PROVIDED TEXT
## BEGIN
Though notable for several Top 40 solo recordings, Ross needed a new outlet for her talent. With the guidance of Berry Gordy, Ross decided to go to the movies. It would prove to be a fateful move.
Lady Sings the Blues
When word got out that singer Diana Ross was going to portray jazz-blues legend Billie Holiday in a box-office movie, critics, Holiday's fans and Ross' skeptics laughed at the news. Like many of the singers-turned-actors of the day, Ross was slammed early by critics because "she didn't look like Billie" nor did she have the same qualities that made Holiday so unique when she became a superstar during the jazz era. However, Ross, Gordy, and the newly established film division of Motown Productions carried on with their Billie Holiday bio-pic production, Lady Sings the Blues.
Opening in theaters in the fall of 1972, Lady Sings the Blues became an instant hit. It not only increased the star powers of Ross and Richard Pryor, who played Piano Man, but introduced the world to future star Billy Dee Williams, who would go on to become the leading Black sex symbol of the 1970s. Ross was nominated for an Academy Award for Best Actress, and won Best Newcomer at the 1973 Golden Globes.
## END
RAW RECORDS
## BEGIN
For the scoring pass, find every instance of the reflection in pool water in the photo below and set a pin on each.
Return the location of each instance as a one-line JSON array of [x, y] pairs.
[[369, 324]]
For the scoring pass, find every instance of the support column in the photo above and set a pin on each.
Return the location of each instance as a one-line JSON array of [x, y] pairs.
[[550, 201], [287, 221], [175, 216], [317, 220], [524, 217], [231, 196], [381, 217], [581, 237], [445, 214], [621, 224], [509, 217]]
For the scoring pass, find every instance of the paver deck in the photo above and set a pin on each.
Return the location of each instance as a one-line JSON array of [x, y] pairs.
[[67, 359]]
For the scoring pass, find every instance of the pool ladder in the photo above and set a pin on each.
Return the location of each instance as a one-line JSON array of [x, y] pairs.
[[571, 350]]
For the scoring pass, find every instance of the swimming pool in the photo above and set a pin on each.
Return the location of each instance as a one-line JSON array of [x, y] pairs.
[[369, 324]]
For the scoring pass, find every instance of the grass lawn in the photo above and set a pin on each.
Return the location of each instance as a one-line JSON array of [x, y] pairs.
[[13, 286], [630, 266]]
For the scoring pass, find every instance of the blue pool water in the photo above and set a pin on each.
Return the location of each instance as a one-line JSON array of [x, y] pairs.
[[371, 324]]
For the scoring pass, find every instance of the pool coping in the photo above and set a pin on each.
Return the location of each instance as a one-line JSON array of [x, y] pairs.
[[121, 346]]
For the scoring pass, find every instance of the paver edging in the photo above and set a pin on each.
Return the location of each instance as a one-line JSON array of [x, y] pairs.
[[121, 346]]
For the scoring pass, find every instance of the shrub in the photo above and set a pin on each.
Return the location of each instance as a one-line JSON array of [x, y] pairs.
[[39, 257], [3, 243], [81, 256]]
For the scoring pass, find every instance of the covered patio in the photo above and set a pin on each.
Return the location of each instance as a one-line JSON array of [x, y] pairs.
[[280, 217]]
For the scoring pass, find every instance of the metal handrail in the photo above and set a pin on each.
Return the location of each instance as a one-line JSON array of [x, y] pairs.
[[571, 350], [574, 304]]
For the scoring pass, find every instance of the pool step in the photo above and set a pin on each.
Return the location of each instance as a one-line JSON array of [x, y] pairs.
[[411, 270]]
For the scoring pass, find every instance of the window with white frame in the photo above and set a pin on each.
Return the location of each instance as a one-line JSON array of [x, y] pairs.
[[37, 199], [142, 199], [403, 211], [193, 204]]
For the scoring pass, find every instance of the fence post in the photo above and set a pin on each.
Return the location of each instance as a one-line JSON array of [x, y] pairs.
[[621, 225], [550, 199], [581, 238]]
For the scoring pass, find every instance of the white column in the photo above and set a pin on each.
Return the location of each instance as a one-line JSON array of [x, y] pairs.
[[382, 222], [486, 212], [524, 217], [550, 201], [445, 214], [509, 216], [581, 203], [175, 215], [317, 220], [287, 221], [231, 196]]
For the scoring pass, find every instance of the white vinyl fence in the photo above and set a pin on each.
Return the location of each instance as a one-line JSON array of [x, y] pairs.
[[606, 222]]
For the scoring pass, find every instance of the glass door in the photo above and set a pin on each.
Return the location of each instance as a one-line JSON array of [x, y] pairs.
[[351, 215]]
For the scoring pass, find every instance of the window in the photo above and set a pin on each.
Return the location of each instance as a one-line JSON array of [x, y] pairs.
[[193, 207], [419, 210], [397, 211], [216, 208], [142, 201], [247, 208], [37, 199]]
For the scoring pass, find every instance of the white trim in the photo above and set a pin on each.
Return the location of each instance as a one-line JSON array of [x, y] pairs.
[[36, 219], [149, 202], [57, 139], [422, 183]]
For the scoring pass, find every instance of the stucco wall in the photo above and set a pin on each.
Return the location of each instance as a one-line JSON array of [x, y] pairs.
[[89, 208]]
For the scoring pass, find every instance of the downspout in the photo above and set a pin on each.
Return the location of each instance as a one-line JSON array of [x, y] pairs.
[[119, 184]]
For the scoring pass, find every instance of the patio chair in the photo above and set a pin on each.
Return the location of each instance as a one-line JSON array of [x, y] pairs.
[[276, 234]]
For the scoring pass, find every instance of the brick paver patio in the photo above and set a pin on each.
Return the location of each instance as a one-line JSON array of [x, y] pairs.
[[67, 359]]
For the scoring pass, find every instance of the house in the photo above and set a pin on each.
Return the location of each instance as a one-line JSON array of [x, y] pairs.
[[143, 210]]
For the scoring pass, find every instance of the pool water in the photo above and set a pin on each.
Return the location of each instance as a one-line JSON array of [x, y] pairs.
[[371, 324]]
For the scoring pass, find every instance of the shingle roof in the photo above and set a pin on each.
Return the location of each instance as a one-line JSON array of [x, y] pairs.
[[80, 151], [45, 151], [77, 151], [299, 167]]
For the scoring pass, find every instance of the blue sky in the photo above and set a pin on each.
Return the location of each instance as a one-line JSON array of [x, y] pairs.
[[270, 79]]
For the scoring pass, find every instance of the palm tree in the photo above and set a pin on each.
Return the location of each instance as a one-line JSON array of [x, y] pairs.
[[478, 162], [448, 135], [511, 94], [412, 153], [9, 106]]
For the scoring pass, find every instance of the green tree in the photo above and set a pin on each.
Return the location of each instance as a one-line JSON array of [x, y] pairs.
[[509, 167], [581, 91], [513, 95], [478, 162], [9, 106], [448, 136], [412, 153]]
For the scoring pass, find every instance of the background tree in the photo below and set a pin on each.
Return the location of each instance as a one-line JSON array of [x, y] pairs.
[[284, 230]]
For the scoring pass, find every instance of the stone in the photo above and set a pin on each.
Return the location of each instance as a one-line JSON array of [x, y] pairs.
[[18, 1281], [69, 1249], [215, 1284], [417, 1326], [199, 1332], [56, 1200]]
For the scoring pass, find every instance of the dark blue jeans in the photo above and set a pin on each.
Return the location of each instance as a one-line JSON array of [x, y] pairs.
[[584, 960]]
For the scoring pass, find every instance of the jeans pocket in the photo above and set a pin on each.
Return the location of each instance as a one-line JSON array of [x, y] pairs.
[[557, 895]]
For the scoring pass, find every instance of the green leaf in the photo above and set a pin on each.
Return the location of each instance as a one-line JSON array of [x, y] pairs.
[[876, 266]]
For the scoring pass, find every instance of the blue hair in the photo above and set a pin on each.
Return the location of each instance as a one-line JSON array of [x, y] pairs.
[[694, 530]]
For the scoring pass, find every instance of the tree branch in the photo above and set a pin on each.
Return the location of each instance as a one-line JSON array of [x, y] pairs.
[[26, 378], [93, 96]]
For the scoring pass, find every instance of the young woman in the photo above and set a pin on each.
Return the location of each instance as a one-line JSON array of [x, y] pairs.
## END
PROBLEMS TO SOLVE
#1 In the passage about Diana Ross's move into film, translate this sentence into Spanish: "Opening in theaters in the fall of 1972, Lady Sings the Blues became an instant hit."
#2 According to the passage about Diana Ross's move into film, what did Ross win at the 1973 Golden Globes?
#3 Go on with the passage about Diana Ross's move into film, starting after its final sentence.

SOLVED PROBLEMS
#1 Estrenada en los cines en el otoño de 1972, Lady Sings the Blues se convirtió en un éxito inmediato.

#2 Best Newcomer.

#3
Ross covered a number of Holiday's songs for the film, including "Strange Fruit", "God Bless the Child", and "Good Morning Heartache", which was released as a single on the double-album Lady Sings the Blues soundtrack at the end of 1972. That album went on to hold the #1 spot on the album charts, and would be Ross' only solo album to reach that position.
Diana & Marvin
By 1973, Diana Ross finally was able to see more chart success as a singer for the first time since 1970. With the Michael Masser produced "Touch Me in the Morning", she scored her first #1 pop hit in three years and received a second Grammy nomination. That same year, Ross released a duets album with fellow Motown artist Marvin Gaye entitled Diana and Marvin, scoring several chart hits. While the album was a moderate financial success, critics noted the lack of chemistry between the two singers, a result of the fact that their parts were recorded separately--Ross was pregnant with her first child during the time of recording in early 1971, and Gaye refused to stop smoking his marijuana in the studio when she was around. However, their partnership did produce some classic moments for them including their take on the Stylistics' "You Are Everything" and their own hit, "You're a Special Part of Me".
Mahogany
After the success of Lady Sings the Blues in 1972, Berry Gordy arranged for Diana Ross to take the lead in Mahogany, a film he was to direct about a young woman from the Chicago ghettos who dreamed of being a successful model and fashion designer. Again, she teamed up with Billy Dee Williams as her love interest.
Opening in the fall of 1975, Mahogany wasn't the critical phenomenon that Ross probably hoped for, though it was a bankable success in the box-office. The film's theme song and lead soundtrack single, "Theme From Mahogany (Do You Know Where You're Going To)", hit #1 on the US pop charts and was nominated for an Oscar. During the Oscars telecast, Ross became the first artist to perform for the Oscars ceremony via satellite; she sung "Theme From Mahogany" from a concert she was headlining in Holland.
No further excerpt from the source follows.